Being a baby of the 1970s, I recognised it, and was humming the tune for the next couple of days. It reminded me of long car journeys from the south east of England to Scotland, where my parents grew up and my Gran still lived. This was before the M25 was built and it took us three hours to even get past London. My sister and I were too young for the Sony Walkman, which certainly played a significant part in my life later on. During this particular era of the family car journey, we were all listening to the tape player and it was ABBA and The Carpenters who reigned supreme.
We must have thoroughly worn out those poor cassettes. We appeared to play the same selection of three or four albums over and over again. Each recorded from their crackly vinyl original, of course. And there was singing. Oh yes. Loud singing.
We had some particular favourites; ‘Calling Occupants of Interplanetary Craft’ by The Carpenters was one. In fact, the song is being used in the trailers for the CBeebies channel, currently running on BBC1. It was another thing I heard this week that got me reminiscing.
In this age of Youtube and iTunes, it’s very easy to track down the songs of our childhood. In a way, it brings the past closer to us than it’s ever been. Until the last few years, I probably hadn’t heard any of these tunes for decades. They were a dimly recalled set of notes or a lyric here and there. Now, I can properly revel in every one of them. ‘It’s Yesterday Once More’, as The Carpenters would say.
I’ve got a birthday coming up too. Which is undoubtedly another reason for my nostalgia.
Whatever the trigger, I really want to warble out some ABBA songs in the back seat of a car – preferably one without upholstered seats and rear belts and certainly without an iPod dock or Bluetooth connection.
Just once, you understand. Simply to remember what it was like. Then, I’ll happily come back to the present day, where everything is in reality so much better than it was, but perhaps that communal sharing of music isn’t quite what it used to be.

============================================================

Exercise
Reproduce the part of the piece about childhood car journeys that starts at "We must have" and ends at "got me reminiscing.".

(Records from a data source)
============================================================

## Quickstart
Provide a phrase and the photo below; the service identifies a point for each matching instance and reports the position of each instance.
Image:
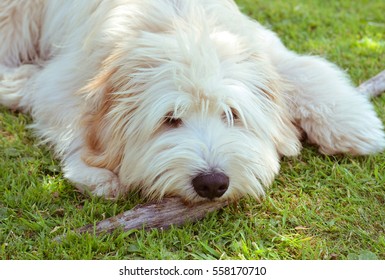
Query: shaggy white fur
(172, 97)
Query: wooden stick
(374, 86)
(170, 211)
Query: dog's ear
(104, 147)
(286, 135)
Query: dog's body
(172, 97)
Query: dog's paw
(106, 185)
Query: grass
(319, 207)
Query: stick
(374, 86)
(170, 211)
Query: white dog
(172, 97)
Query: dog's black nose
(211, 185)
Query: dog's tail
(374, 86)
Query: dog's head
(194, 112)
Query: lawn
(319, 207)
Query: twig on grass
(163, 214)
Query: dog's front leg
(328, 108)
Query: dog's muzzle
(211, 185)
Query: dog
(186, 98)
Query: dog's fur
(150, 94)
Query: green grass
(319, 207)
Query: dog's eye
(231, 116)
(171, 121)
(235, 114)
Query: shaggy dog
(184, 98)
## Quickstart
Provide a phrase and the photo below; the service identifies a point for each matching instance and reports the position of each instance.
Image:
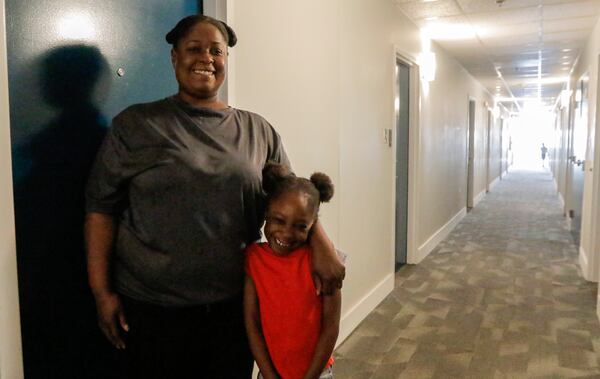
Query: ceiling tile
(505, 17)
(474, 6)
(568, 24)
(568, 10)
(418, 10)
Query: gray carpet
(501, 297)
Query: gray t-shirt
(185, 186)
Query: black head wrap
(185, 24)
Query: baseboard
(583, 263)
(478, 198)
(562, 201)
(439, 236)
(360, 310)
(586, 270)
(494, 182)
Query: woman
(172, 201)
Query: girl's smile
(288, 222)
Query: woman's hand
(327, 270)
(111, 318)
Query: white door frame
(11, 353)
(414, 136)
(471, 152)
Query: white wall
(11, 366)
(322, 73)
(587, 63)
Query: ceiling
(516, 48)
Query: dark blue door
(73, 64)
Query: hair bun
(273, 173)
(231, 37)
(324, 185)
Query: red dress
(290, 310)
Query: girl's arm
(330, 326)
(327, 270)
(254, 331)
(100, 231)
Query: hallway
(501, 297)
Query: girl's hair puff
(279, 179)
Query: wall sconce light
(427, 66)
(496, 111)
(565, 96)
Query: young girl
(291, 330)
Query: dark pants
(179, 343)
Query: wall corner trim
(478, 198)
(360, 310)
(437, 237)
(494, 182)
(586, 269)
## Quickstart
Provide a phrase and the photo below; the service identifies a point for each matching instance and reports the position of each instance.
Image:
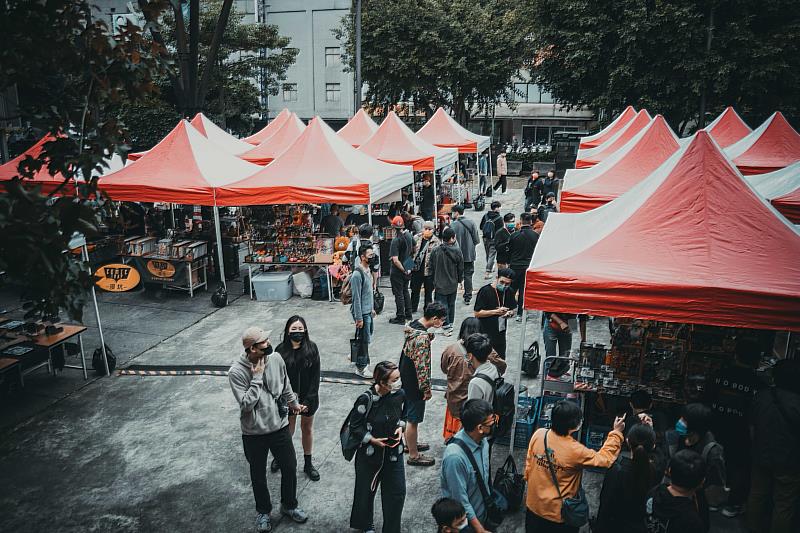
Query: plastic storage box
(272, 286)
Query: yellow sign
(117, 277)
(161, 269)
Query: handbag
(494, 511)
(356, 345)
(378, 301)
(574, 511)
(510, 483)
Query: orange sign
(117, 277)
(161, 269)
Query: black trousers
(536, 524)
(390, 475)
(402, 298)
(502, 181)
(518, 288)
(418, 281)
(256, 450)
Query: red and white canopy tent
(217, 135)
(281, 139)
(782, 189)
(358, 129)
(394, 142)
(591, 141)
(184, 168)
(627, 259)
(591, 156)
(728, 128)
(319, 167)
(772, 146)
(588, 188)
(266, 132)
(43, 178)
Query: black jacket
(521, 247)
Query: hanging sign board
(117, 277)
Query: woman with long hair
(455, 364)
(626, 484)
(303, 367)
(376, 423)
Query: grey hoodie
(447, 268)
(258, 408)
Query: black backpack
(502, 404)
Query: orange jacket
(569, 457)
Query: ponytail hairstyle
(642, 441)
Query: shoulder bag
(494, 511)
(574, 511)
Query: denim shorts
(414, 411)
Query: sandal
(421, 460)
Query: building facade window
(333, 92)
(333, 56)
(289, 92)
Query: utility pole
(358, 57)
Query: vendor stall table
(251, 264)
(168, 271)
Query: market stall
(184, 168)
(588, 188)
(728, 128)
(772, 146)
(591, 141)
(443, 131)
(782, 189)
(281, 139)
(358, 129)
(320, 167)
(682, 272)
(591, 156)
(394, 142)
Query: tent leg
(518, 379)
(219, 248)
(97, 315)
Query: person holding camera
(377, 422)
(261, 386)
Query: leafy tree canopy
(606, 54)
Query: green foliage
(233, 98)
(606, 54)
(69, 71)
(456, 53)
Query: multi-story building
(317, 83)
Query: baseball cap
(253, 335)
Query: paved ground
(164, 454)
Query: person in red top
(568, 457)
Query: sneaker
(311, 472)
(732, 511)
(262, 523)
(296, 514)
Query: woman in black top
(626, 484)
(302, 365)
(376, 420)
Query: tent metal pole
(219, 245)
(518, 379)
(85, 252)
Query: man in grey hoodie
(447, 269)
(264, 394)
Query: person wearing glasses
(459, 480)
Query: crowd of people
(735, 451)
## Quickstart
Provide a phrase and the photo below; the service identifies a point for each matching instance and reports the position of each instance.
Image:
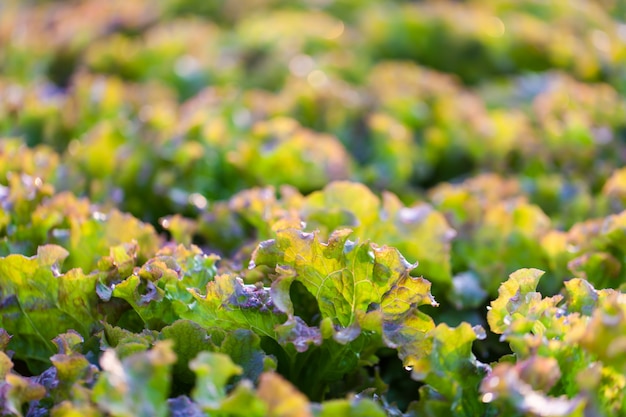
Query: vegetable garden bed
(312, 208)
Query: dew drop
(488, 397)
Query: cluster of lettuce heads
(312, 208)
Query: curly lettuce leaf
(38, 303)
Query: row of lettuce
(238, 208)
(311, 312)
(145, 40)
(305, 97)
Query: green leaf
(38, 303)
(281, 398)
(137, 385)
(213, 371)
(420, 233)
(229, 304)
(451, 369)
(511, 294)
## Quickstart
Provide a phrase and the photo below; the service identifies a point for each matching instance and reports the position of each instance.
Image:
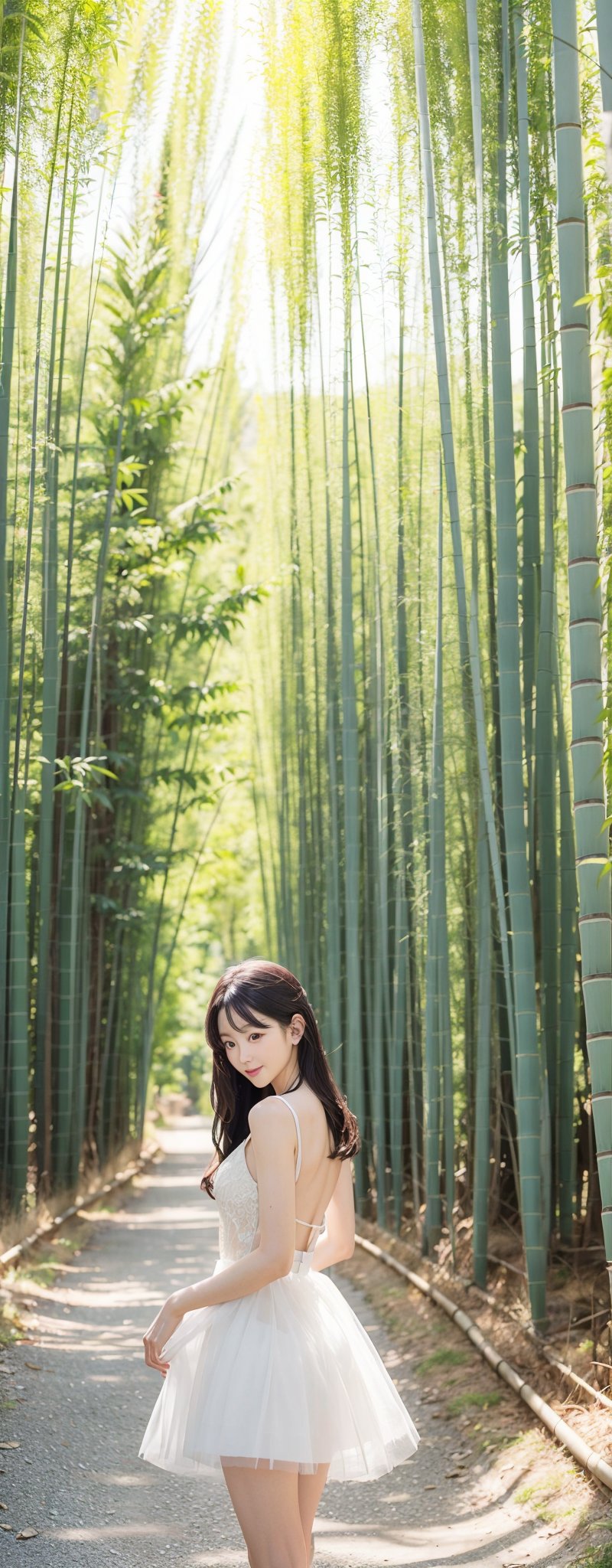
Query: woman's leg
(266, 1508)
(309, 1494)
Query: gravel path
(85, 1399)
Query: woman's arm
(275, 1144)
(338, 1237)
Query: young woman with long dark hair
(269, 1379)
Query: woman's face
(265, 1053)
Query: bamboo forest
(306, 523)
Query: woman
(268, 1374)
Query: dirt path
(77, 1397)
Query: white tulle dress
(282, 1379)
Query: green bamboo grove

============================================================

Written response
We must have thoroughly worn out those poor cassettes. We appeared to play the same selection of three or four albums over and over again. Each recorded from their crackly vinyl original, of course. And there was singing. Oh yes. Loud singing.
We had some particular favourites; ‘Calling Occupants of Interplanetary Craft’ by The Carpenters was one. In fact, the song is being used in the trailers for the CBeebies channel, currently running on BBC1. It was another thing I heard this week that got me reminiscing.